- [What you have to do] Copy the lines of the stored data exactly, starting at the first line and ending at the line that contains "positive clicks: (279, 324) (279, 321)", with both of those lines included.

━━━ Provided data ━━━

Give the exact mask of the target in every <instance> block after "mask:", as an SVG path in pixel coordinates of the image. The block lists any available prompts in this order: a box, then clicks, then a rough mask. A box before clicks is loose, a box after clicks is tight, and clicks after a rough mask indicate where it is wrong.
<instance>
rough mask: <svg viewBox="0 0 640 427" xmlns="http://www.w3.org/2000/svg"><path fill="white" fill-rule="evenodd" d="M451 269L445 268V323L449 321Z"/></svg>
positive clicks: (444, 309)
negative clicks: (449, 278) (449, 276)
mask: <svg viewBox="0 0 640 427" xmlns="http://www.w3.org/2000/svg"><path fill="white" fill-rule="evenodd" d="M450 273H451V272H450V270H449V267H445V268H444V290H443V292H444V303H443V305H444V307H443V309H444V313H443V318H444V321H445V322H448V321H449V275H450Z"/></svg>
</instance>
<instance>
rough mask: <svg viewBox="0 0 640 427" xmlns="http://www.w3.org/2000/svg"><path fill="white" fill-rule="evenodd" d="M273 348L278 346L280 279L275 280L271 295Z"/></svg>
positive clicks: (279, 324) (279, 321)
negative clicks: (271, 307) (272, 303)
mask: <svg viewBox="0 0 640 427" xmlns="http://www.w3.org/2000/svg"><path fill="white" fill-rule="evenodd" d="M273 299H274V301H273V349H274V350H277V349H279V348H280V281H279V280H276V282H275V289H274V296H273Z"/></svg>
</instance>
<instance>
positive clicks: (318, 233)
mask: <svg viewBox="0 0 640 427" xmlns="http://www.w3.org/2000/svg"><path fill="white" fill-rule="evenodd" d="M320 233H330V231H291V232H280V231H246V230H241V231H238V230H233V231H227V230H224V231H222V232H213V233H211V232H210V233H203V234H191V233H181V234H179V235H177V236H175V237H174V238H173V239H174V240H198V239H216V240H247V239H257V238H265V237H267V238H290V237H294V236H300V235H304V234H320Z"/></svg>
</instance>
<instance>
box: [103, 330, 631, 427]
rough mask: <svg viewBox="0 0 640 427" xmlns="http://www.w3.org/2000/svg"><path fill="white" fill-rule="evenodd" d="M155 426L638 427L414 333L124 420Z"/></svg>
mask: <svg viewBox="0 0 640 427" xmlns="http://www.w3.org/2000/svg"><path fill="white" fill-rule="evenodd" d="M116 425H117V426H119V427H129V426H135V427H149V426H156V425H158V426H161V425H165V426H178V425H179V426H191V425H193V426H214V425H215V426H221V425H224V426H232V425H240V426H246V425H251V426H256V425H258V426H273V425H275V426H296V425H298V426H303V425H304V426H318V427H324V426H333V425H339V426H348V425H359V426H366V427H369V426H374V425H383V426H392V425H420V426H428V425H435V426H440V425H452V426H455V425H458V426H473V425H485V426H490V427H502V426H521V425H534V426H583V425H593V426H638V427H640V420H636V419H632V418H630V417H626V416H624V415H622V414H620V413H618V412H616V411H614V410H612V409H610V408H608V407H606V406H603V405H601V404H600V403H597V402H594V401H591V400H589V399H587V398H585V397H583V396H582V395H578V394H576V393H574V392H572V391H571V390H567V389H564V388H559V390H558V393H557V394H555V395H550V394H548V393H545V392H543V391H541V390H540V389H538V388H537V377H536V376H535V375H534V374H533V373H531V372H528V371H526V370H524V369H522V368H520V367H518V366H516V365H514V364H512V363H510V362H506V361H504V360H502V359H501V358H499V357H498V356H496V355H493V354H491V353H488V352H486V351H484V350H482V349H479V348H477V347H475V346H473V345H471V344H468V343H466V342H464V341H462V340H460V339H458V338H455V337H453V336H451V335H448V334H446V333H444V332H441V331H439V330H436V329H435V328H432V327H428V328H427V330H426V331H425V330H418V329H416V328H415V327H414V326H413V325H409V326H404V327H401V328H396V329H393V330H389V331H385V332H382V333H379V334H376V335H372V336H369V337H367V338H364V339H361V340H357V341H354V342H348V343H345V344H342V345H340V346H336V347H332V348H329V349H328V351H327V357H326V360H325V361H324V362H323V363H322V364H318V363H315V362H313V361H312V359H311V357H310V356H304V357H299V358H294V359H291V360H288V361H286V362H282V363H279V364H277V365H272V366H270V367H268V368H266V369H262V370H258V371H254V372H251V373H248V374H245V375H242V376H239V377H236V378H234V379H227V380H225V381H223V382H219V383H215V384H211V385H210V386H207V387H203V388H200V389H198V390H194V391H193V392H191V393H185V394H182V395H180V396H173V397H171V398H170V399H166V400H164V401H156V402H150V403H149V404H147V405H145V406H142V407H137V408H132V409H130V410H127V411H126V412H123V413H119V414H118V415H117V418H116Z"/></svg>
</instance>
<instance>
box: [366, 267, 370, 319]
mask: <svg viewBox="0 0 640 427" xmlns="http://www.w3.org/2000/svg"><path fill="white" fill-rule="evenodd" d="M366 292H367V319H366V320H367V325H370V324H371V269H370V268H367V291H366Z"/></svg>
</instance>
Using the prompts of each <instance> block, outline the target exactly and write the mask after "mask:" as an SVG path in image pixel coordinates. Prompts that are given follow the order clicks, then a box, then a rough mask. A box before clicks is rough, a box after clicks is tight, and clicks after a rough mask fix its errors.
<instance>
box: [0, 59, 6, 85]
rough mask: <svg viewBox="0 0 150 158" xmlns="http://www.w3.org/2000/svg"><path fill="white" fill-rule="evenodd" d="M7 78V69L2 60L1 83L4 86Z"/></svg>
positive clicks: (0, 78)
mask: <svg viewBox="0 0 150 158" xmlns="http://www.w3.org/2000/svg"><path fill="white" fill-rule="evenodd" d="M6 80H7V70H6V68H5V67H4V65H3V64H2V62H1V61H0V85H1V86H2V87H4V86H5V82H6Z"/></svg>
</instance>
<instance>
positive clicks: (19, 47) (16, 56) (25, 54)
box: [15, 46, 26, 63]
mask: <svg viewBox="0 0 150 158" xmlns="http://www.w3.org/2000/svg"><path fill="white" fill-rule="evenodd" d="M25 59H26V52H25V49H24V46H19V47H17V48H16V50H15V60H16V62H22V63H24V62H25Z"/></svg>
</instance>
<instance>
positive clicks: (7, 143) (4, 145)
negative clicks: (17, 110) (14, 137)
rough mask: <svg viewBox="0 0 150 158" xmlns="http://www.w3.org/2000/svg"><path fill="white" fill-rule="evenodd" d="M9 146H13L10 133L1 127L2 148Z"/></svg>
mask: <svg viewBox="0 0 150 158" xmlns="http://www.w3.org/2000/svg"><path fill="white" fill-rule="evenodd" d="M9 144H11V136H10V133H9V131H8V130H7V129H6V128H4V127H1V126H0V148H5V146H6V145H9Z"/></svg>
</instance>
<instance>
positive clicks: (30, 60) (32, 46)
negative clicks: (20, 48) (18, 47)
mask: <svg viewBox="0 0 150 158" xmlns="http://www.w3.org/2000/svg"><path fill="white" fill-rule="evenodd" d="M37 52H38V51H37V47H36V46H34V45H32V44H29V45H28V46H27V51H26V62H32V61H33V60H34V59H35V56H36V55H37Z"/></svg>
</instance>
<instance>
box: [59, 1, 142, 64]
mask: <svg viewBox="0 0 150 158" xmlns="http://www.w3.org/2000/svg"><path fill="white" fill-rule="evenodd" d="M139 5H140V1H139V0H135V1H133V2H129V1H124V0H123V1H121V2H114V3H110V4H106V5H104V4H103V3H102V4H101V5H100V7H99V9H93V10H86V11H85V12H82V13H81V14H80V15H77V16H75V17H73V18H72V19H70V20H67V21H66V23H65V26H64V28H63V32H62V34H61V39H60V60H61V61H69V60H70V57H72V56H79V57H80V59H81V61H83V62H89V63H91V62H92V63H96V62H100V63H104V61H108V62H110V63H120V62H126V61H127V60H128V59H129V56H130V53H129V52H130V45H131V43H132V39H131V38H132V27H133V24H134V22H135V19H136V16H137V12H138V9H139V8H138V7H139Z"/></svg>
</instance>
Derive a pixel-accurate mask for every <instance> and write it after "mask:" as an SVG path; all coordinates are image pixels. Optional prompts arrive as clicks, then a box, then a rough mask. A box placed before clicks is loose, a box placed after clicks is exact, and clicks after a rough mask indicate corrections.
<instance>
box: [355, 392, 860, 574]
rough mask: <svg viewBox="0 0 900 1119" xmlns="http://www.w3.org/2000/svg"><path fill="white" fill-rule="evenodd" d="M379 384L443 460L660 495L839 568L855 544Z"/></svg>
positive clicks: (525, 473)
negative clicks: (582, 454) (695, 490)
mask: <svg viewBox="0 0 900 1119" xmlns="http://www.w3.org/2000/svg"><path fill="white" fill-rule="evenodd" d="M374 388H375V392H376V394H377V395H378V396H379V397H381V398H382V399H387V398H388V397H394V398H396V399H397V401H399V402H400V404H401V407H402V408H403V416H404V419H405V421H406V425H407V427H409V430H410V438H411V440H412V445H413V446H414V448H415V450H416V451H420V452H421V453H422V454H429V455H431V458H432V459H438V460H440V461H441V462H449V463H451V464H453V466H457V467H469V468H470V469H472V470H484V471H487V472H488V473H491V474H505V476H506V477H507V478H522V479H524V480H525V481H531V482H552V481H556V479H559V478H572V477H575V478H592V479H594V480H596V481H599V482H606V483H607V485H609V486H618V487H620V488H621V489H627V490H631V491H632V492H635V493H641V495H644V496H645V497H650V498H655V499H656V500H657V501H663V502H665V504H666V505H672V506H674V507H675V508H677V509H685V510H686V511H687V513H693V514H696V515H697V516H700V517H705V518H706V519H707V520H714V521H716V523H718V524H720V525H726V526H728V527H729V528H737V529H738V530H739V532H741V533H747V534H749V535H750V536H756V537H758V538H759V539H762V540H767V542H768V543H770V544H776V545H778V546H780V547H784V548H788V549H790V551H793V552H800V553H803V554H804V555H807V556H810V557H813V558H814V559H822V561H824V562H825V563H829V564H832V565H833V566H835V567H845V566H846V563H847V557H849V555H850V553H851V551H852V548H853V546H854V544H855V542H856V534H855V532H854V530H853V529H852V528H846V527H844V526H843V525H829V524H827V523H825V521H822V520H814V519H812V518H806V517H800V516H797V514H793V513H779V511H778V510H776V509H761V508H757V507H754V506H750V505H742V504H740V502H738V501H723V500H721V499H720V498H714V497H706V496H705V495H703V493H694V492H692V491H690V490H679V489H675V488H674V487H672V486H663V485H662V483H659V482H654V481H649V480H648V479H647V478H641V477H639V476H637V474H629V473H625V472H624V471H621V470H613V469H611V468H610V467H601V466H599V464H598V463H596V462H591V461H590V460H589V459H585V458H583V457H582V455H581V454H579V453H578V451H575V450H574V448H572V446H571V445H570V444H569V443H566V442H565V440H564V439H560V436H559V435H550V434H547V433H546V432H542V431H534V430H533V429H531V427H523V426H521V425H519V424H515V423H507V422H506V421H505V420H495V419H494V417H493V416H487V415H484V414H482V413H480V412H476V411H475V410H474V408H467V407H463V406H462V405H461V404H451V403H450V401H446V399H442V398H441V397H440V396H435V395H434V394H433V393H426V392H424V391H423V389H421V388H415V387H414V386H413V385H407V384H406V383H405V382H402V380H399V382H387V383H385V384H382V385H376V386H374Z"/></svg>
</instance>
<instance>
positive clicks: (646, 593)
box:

━━━

- [Solution to this problem]
Give the exact mask of the target in every <instance> block after "mask:", as an SVG path in pixel coordinates of the image. The block lists any available prompts in this order: a box, then clicks, then a rough mask. A box before clicks is loose, a box after clicks is tight, and clicks after a rough mask indicate where it is wrong.
<instance>
rough mask: <svg viewBox="0 0 640 427" xmlns="http://www.w3.org/2000/svg"><path fill="white" fill-rule="evenodd" d="M451 269L445 268V323L449 321Z"/></svg>
positive clicks: (444, 309)
negative clicks: (449, 278) (449, 276)
mask: <svg viewBox="0 0 640 427" xmlns="http://www.w3.org/2000/svg"><path fill="white" fill-rule="evenodd" d="M450 273H451V272H450V270H449V267H445V268H444V290H443V292H444V303H443V305H444V307H443V309H444V313H443V318H444V321H445V322H448V321H449V275H450Z"/></svg>
</instance>
<instance>
rough mask: <svg viewBox="0 0 640 427" xmlns="http://www.w3.org/2000/svg"><path fill="white" fill-rule="evenodd" d="M273 348L278 346L280 279L275 280L271 295Z"/></svg>
positive clicks: (279, 324) (279, 321)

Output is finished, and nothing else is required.